> WHAT IS ASKED
Reproduce each of the rows below verbatim, keeping every character unchanged.
>>>>>
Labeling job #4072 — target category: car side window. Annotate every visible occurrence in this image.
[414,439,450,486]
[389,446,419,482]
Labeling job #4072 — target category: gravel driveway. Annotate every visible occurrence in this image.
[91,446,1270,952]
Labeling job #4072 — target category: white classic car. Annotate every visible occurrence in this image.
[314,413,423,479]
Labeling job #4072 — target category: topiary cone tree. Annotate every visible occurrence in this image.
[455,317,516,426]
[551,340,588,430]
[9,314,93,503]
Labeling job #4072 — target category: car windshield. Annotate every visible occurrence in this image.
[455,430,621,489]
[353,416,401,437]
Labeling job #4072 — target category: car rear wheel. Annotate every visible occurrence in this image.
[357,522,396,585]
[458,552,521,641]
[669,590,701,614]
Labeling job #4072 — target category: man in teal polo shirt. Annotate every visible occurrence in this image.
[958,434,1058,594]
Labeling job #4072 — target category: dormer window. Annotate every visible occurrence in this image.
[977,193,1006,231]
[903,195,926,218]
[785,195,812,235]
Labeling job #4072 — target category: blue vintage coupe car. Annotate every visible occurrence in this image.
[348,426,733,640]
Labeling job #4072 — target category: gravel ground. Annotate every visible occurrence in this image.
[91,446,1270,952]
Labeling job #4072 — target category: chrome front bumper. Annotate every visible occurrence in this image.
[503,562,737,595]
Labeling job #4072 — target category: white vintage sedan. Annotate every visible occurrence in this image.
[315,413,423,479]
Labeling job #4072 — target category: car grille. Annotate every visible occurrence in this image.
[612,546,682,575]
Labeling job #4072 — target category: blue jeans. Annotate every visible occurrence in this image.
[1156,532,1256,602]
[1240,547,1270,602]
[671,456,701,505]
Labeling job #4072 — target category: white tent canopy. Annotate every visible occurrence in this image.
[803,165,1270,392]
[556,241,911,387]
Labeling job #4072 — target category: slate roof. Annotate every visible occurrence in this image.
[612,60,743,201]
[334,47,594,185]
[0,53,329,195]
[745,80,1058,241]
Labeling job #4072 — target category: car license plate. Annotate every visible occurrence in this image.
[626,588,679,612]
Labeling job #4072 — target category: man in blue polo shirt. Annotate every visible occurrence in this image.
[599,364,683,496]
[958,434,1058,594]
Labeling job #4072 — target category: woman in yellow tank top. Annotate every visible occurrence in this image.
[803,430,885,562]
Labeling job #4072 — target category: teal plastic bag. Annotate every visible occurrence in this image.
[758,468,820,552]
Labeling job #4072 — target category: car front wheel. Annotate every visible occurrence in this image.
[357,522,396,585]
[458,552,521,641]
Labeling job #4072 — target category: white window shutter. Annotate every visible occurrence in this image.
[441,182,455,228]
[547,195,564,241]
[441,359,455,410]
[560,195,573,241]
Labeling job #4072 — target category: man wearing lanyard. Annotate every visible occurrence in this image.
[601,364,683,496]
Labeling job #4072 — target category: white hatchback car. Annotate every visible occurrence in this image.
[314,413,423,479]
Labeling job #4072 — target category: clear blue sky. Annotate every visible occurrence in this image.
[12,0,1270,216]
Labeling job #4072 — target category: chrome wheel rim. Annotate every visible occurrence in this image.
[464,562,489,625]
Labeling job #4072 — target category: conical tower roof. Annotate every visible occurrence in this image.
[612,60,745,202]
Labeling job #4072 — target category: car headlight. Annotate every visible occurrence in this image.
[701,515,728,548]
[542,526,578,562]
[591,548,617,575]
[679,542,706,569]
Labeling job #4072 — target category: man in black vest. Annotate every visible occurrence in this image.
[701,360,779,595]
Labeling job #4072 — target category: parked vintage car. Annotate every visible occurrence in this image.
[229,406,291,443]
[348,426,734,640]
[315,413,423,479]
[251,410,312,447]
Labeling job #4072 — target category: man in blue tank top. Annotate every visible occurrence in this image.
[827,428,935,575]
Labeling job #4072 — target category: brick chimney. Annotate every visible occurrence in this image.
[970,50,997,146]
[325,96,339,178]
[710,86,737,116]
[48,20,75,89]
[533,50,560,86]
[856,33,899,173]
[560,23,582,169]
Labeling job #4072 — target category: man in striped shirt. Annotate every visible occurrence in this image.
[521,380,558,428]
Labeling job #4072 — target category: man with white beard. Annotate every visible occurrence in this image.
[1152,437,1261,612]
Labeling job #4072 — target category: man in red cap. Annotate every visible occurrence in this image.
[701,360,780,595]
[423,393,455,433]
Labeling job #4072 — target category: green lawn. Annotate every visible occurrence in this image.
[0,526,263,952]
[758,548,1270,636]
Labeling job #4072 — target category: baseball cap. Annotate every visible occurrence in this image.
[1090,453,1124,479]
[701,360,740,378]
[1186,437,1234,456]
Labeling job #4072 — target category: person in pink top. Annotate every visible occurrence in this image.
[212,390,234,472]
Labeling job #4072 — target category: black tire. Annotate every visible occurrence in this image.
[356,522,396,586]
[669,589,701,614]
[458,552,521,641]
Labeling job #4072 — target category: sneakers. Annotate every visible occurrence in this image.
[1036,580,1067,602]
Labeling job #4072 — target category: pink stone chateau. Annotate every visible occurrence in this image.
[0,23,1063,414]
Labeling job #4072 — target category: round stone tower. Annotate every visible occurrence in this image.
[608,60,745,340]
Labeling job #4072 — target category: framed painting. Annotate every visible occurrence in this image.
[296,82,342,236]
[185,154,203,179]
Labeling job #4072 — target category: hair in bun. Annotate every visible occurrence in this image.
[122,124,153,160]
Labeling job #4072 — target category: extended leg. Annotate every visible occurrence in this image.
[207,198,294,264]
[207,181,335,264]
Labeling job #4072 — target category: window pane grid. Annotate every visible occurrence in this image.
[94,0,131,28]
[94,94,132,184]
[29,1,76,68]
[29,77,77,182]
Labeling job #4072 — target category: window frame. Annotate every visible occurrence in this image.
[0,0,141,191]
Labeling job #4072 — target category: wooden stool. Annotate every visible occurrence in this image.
<<<<<
> EXERCISE RESPONSE
Labeling job #4072 — target category: car side window. Annotate every visible occurrence in this image.
[414,439,450,486]
[389,446,419,482]
Labeling job #4072 — target category: gravel driveway. Annotate every visible occurrence in this image.
[91,446,1270,952]
Labeling job #4072 — target category: white classic car. Annotate every visible occurrence in this image.
[314,413,423,479]
Labeling job #4072 — target category: topiary cone tree. Annotate every visible occurrence in this image.
[455,317,516,426]
[551,340,588,430]
[9,314,93,503]
Labeling job #4072 — target category: car windshield. Annotate every visible occurrence in this image.
[455,430,621,489]
[353,416,401,437]
Labeling job #4072 — target category: car rear wheel. Annotate every visible occurrence in this image.
[357,522,396,585]
[458,552,521,641]
[669,590,701,614]
Labeling job #4072 — target category: man in teal polo shirt. Annotate every visible occurrence in this image.
[958,434,1058,594]
Labeling job #4072 — target category: dormer window. Annotate every visible occurrence in this image.
[977,193,1006,231]
[903,195,926,218]
[785,195,812,235]
Labeling job #4072 — target category: blue vintage coupe car. Annotate every visible occurrence in this image.
[348,426,733,640]
Labeling job #4072 — target category: gravel ground. Annotate every visible occurrence in this image.
[91,446,1270,952]
Labeling job #4072 — target category: chrome front bumper. Annotate every visible occurrence in this image.
[503,562,737,595]
Labeling job #4072 — target category: white vintage sedan. Annotate every visible occurrence in this image.
[315,413,423,479]
Labeling job #4072 — target category: car grille. Annotate every visible occurrence in this image.
[612,546,682,575]
Labeling job #4072 — target category: blue jeans. Annotate every visible occurrence in this image.
[1156,532,1256,602]
[1240,547,1270,602]
[671,456,701,505]
Labeling job #4072 — target category: white tent canopy. Annotate every visible occurrence in this image.
[803,165,1270,392]
[556,241,911,387]
Labeling job #4072 — target category: slate roof. Annotate every visible occurrence in this image.
[612,60,743,201]
[334,47,594,185]
[0,53,329,195]
[745,80,1058,241]
Labeling job #4072 — target category: car license plate. Annotate every visible occurrence in this image.
[626,588,679,612]
Labeling job #4072 — target category: man in blue polo shirt. Annotate every visible occurrence in this image.
[599,364,683,496]
[958,434,1058,594]
Labeling job #4072 — target category: woman in yellow tank top. Annotate every visible occurrence in this image.
[803,430,885,562]
Labeling job #4072 — target category: teal plastic bag. Annotate every visible occurrence in this image.
[758,468,820,552]
Labeling job #4072 — target category: car front wheel. Annotate every visible occurrence in this image.
[357,522,396,585]
[458,552,521,641]
Labeling job #4072 — target category: white window shutter. Annotate every visible occurrence in this image.
[441,182,455,228]
[547,195,564,241]
[441,359,455,410]
[560,195,573,241]
Labeling job #4072 — target category: man wearing lanyard. Annotate every visible occurrence in this image.
[601,364,683,496]
Labeling job #4072 — target category: white hatchback car. Annotate every visible occurrence in this image.
[314,413,423,479]
Labeling job #4072 — target category: clear blue sky. Annotate every visible occurrence in this image.
[12,0,1270,216]
Labeling job #4072 — target category: chrome wheel rim. Annotate every visible occurrence in this image.
[464,562,489,625]
Labeling job #4072 — target category: conical tower roof. Annotate every visible occurrence in this image.
[612,60,745,202]
Labeling job #4072 — target category: car headlight. Annotate every visible occurrence in this image.
[701,515,728,548]
[542,526,578,562]
[591,548,617,575]
[679,542,706,569]
Labeling job #4072 — target category: man in black vest. Annotate every visible occurrence in this image.
[701,360,779,595]
Labeling job #4072 — target category: parked vintage car. Annotate every visible occurrence in this image.
[229,406,291,443]
[348,426,734,640]
[315,413,423,479]
[251,410,312,447]
Labeling job #4072 — target category: man in blue tank top. Annotate every visible occurrence in this image.
[827,428,935,575]
Labeling job #4072 — target category: brick chimney. Annotate every visible occurrence in this image.
[970,50,997,146]
[325,96,339,178]
[710,86,737,116]
[48,20,75,89]
[533,50,560,86]
[856,33,899,173]
[560,23,582,169]
Labeling job #4072 — target category: man in striped shirt. Annotate every visible occurrence in this image.
[521,380,558,428]
Labeling job #4072 — target category: man with white beard. Annotate every visible occurrence in this image.
[1152,437,1261,612]
Labeling job #4072 — target category: man in red cap. Annotate every visible occurrence in this image.
[701,360,780,595]
[423,393,455,433]
Labeling job #4072 — target category: green lawn. Annotate every visible occurrence in this image.
[0,526,263,952]
[758,548,1270,636]
Labeling job #4072 — target category: baseball cap. Annotate every visible occurrence in this image.
[1090,453,1124,479]
[701,360,740,378]
[1186,437,1234,456]
Labeling job #4072 — target category: person in pink top. Annotate every visible occurrence in this image.
[212,390,234,472]
Labeling job #4072 — target category: black tire. Annotate every visible occurrence in this image.
[356,522,396,586]
[669,589,701,614]
[458,552,521,641]
Labeling job #4072 — target category: sneakers. Annotate every visible occurrence in this image.
[1036,580,1067,602]
Labeling job #4072 — target category: pink stone chateau. Annotate every visible occurrence in this image.
[0,23,1063,414]
Labeling job #4072 — target category: round stone tower. Annotate every visible occurrence in this image.
[608,60,745,340]
Labeling job #4072 — target category: framed painting. Annotate every visible occurrence in this image.
[296,82,342,236]
[185,154,203,179]
Labeling job #4072 — target category: hair in bun. Annotate every visible occurrence in this image.
[122,124,153,160]
Labeling job #4072 — target category: extended leg. Annotate every visible occurrence in this image.
[207,198,294,264]
[207,181,335,264]
Labeling job #4072 — target category: window pane grid. Annotate every visible occurrence in this image.
[94,0,131,28]
[94,94,132,184]
[29,1,76,68]
[29,77,77,182]
Labeling job #4072 — target category: window frame. Annotate every visible occurrence in this image.
[0,0,141,191]
Labeling job #4072 — target category: wooden stool. Annotate every visible occurrence in this image.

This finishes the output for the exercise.